Exercise description:
Copy every line from the one containing "Find the distant" through the last line of the records below, both included, and nothing else.

Material provided:

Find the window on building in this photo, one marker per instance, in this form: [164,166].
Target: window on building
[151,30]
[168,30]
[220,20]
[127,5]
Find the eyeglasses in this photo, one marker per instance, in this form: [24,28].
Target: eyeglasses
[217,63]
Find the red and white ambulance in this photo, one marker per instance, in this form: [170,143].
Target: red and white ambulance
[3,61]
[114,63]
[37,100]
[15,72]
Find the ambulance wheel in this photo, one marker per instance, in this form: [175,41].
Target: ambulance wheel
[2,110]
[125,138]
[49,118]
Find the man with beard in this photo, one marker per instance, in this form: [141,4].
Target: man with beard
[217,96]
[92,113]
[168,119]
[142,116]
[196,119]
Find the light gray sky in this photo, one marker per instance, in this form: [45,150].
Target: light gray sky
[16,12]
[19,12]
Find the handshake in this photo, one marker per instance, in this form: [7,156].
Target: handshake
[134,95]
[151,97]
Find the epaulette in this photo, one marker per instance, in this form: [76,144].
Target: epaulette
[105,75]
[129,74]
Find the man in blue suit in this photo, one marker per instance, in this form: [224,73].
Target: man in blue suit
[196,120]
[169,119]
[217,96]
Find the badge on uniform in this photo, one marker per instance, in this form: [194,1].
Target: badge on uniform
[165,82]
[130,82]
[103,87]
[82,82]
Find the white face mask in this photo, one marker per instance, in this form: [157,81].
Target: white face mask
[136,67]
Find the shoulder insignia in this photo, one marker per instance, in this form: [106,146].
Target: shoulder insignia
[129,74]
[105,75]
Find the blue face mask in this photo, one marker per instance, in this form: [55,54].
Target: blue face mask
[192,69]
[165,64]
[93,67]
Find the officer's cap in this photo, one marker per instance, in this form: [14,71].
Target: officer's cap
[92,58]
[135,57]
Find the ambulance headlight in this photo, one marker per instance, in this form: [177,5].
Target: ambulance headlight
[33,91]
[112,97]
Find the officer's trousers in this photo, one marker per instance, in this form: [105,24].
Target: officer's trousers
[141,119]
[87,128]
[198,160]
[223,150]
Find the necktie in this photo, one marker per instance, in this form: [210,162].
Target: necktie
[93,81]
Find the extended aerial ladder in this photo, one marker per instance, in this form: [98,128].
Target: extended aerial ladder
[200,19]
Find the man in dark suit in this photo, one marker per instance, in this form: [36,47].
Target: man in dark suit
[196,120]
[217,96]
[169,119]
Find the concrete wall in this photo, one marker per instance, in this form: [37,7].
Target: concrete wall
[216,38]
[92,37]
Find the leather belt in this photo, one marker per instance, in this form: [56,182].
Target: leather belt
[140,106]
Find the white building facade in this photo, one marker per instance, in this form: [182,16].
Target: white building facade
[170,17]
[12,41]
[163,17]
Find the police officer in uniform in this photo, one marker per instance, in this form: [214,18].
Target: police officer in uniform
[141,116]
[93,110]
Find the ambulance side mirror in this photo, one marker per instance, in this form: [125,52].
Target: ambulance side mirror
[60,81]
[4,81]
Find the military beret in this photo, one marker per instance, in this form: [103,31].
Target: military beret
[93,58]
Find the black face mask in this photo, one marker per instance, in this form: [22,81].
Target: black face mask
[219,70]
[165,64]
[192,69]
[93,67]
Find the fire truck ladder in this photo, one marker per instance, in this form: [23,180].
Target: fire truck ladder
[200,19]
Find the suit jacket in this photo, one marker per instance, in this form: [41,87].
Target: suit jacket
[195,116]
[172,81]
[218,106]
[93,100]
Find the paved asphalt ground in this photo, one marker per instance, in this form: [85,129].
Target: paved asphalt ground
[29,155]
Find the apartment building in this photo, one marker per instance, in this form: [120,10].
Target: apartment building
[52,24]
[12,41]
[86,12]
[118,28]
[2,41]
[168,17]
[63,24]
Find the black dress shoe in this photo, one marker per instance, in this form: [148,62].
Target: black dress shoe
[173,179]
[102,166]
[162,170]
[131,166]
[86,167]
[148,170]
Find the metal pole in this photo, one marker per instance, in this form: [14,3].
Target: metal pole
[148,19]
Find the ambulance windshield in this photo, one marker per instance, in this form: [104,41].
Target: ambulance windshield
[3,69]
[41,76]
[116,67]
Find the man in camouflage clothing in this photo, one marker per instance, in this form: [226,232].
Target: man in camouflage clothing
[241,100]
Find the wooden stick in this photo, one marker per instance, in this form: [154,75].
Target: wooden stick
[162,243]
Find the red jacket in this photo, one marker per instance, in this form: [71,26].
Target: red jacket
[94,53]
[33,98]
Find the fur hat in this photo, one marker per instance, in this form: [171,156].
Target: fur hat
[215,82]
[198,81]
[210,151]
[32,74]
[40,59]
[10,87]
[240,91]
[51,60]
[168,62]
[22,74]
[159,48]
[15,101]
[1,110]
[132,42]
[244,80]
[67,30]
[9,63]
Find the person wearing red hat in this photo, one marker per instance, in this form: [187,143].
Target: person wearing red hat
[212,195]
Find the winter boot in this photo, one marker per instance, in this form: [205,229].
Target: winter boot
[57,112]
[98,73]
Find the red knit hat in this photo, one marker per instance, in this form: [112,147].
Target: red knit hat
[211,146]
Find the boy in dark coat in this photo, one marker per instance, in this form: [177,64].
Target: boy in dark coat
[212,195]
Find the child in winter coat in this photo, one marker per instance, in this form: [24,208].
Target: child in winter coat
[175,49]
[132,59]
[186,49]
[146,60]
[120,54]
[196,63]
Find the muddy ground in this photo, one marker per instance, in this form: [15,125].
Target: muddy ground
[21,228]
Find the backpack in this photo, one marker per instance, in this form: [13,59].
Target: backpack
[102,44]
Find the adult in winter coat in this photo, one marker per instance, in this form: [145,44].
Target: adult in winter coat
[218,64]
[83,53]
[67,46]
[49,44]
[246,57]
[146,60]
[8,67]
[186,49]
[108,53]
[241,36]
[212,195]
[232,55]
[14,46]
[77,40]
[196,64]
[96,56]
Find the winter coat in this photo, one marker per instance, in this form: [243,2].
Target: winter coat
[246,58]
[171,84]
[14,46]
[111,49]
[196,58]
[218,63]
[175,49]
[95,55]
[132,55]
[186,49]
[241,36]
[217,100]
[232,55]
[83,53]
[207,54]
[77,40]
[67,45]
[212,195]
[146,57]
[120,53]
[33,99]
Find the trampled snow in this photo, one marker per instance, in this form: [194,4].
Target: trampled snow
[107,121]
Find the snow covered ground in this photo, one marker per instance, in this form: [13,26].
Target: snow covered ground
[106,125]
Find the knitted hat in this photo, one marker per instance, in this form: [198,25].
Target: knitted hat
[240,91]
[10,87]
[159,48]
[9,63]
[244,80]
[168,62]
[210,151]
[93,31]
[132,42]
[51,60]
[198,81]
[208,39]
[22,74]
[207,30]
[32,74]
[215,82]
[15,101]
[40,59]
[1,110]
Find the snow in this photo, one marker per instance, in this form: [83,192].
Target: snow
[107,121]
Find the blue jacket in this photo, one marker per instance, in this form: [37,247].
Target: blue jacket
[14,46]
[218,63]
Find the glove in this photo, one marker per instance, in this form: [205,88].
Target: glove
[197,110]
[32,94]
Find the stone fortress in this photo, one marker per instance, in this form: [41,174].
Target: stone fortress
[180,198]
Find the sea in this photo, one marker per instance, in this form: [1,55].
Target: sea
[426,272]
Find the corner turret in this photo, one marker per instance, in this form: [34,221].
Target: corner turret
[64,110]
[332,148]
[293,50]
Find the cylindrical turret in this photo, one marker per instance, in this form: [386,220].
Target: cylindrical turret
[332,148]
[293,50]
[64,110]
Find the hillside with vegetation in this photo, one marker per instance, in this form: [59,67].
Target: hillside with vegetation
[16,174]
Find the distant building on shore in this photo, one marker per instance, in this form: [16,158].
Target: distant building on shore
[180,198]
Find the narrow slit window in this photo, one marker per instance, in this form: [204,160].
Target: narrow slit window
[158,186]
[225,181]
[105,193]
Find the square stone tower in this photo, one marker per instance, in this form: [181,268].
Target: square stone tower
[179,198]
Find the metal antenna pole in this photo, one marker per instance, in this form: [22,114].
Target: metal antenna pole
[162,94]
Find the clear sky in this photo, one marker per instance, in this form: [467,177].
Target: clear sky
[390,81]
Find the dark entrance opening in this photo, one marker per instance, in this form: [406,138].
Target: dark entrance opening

Written solution:
Find the distant building on shore in this photo, one marker per instance, in this form: [16,158].
Target: distant building on shore
[180,198]
Find the narrow slit window in this photo, one marker per instance, in this form: [204,160].
Target: narrow slit window
[158,186]
[225,181]
[105,193]
Find the square stone tower in this photo, one marker per instance, in this form: [181,268].
Target: square stone tower
[179,198]
Find the metal antenna pole in this photo, one marker per instance, in this form: [22,114].
Target: metal antenna pole
[162,94]
Find the clear sky in this photo, one marker per instance, in this form: [467,177].
Target: clear sky
[390,81]
Find the dark entrance opening in this photo, one marker per instance, in this form: [406,138].
Target: dark entrance opening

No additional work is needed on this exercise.